- Set task
Every line in the listing is to be echoed verbatim.

Location labeling records:

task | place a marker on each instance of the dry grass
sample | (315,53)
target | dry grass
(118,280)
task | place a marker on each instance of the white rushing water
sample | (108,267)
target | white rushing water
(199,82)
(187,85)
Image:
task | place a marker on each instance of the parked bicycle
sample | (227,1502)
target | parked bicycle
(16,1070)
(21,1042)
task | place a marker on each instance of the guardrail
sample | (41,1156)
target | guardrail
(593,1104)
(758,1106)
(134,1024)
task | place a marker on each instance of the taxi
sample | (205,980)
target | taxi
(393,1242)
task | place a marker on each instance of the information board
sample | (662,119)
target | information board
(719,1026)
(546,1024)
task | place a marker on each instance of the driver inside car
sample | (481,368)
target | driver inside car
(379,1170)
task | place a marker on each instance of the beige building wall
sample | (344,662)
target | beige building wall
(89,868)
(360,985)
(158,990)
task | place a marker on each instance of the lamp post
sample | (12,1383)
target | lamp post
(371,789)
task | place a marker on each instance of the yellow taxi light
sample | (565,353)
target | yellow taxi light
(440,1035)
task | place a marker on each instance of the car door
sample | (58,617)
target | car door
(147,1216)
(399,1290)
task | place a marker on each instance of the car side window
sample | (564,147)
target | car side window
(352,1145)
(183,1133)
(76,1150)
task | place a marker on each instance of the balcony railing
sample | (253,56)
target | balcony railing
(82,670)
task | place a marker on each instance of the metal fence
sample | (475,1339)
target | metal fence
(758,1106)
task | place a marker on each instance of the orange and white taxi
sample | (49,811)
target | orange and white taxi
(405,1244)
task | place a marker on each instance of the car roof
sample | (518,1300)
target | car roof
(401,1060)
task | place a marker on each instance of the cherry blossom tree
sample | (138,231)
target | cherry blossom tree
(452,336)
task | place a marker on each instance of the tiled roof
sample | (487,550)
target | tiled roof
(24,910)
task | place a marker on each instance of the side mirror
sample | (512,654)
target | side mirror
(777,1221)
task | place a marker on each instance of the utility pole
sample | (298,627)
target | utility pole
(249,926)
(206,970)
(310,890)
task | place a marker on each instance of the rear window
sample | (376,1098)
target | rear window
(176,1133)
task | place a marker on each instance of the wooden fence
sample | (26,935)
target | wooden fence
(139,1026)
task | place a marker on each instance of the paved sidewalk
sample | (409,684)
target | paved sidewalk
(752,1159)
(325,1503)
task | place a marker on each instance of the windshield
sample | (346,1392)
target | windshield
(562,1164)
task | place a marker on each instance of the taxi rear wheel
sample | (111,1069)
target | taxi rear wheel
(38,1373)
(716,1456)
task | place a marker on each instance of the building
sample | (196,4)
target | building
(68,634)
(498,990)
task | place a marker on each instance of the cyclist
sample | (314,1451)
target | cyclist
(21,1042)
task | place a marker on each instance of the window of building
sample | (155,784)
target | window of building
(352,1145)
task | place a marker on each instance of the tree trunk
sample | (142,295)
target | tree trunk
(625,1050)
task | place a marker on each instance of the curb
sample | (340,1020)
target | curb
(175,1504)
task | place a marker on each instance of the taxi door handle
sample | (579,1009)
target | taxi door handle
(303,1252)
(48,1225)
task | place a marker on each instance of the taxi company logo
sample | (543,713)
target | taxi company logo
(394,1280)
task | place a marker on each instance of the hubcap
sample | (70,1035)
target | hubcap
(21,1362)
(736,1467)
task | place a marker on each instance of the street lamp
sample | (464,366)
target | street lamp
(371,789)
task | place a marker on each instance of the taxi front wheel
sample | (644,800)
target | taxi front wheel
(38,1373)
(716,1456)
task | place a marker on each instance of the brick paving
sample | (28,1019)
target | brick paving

- Answer to this task
task | place a marker on each instance of the dry grass
sample | (315,53)
target | dry grass
(118,280)
task | place a marker on each instance of the white rushing water
sample | (108,267)
target | white rushing water
(199,82)
(187,85)
Image:
task | place a marker on each instance of the parked bicycle
sample | (227,1502)
target | parked bicycle
(16,1070)
(21,1042)
task | place a marker on each instance of the guardrail
sample | (41,1156)
target | guardrail
(593,1104)
(758,1106)
(134,1024)
task | place a marker on each instance of the taxi
sample | (205,980)
target | taxi
(393,1242)
task | place a marker on each instance of the information board
sample | (662,119)
target | information board
(719,1026)
(546,1024)
task | place a marker on each instance of the driver inside car
sample | (481,368)
target | driver inside car
(379,1170)
task | place a marker on each instance of the beige building wall
sample | (344,662)
target | beige building wall
(89,868)
(360,985)
(158,990)
task | place a marker on each instance of the lamp post
sample | (12,1383)
target | lamp post
(371,789)
task | place a marker on each instance of the yellow taxi light
sample | (565,353)
target | yellow taxi light
(440,1035)
task | place a marker on each instance of the car door
sample | (58,617)
target | car door
(147,1216)
(399,1290)
task | place a marker on each instance of the car side window
sample | (564,147)
target | car side window
(352,1145)
(183,1133)
(76,1150)
task | place a marker on each instance of the balcony railing
sample | (253,56)
target | balcony railing
(82,670)
task | place a marker on each instance of the metal fence
sample | (475,1339)
target | metal fence
(758,1106)
task | place a marker on each instance of the orange and white taxi
sample | (49,811)
target | orange and white taxi
(405,1244)
task | place a marker on each instance of the car roof
sample | (518,1300)
target | car roof
(401,1060)
task | place a marker on each instance of the cherry blossom tree
sample | (138,231)
target | cherry blossom tree
(452,336)
task | place a marker on each instance of the tiled roof
sample | (487,550)
target | tiled roof
(24,910)
task | place a marker on each instance of the side mirror
sample | (512,654)
target | side mirror
(777,1221)
task | place a marker on each instance of the utility pole
sample | (298,627)
target | utility pole
(249,926)
(206,970)
(310,890)
task | place a marker on each instance of the rear window
sample | (376,1098)
target | rear window
(176,1133)
task | place a marker on each instance of the wooden fence
sample | (26,935)
target | wooden fence
(139,1026)
task | place a marker on each instance of the paved sidewalk
sample | (409,684)
target | paved sidewalk
(752,1159)
(325,1503)
task | place a marker on each instance of the windshield
sample | (346,1392)
target | windshield
(562,1164)
task | place a marker on each instance of the taxi rear wheel
sample | (111,1069)
target | taxi rear wheel
(38,1373)
(716,1456)
task | place a marker on each instance of the building
sample | (196,4)
target | building
(68,634)
(498,990)
task | place a marker on each instance of the cyclist
sample | (314,1451)
target | cyclist
(21,1042)
task | place a marker on each instance of the window of building
sample | (155,784)
target | window of building
(352,1145)
task | place a marker on each instance of the tree trunk
sample | (142,295)
target | tree trunk
(625,1050)
task | place a marker on each instance of the curb
sample | (340,1020)
target | curb
(175,1504)
task | place a marker on each instance of the taxi door handle
sample | (579,1009)
target | taxi door handle
(303,1252)
(48,1225)
task | place a marker on each instance of the taxi company logo
sample | (543,713)
target | taxi company logo
(394,1280)
task | place a marker on each instance of the hubcap
sample | (70,1035)
target | hubcap
(21,1362)
(736,1467)
task | place a marker on each instance of the street lamp
sample | (464,366)
target | street lamp
(371,789)
task | place a marker on each instance of the taxi front wheel
sample | (644,800)
target | taxi front wheel
(38,1373)
(716,1456)
task | place a marker on each instance of the brick paving
sample | (28,1019)
target | brick paving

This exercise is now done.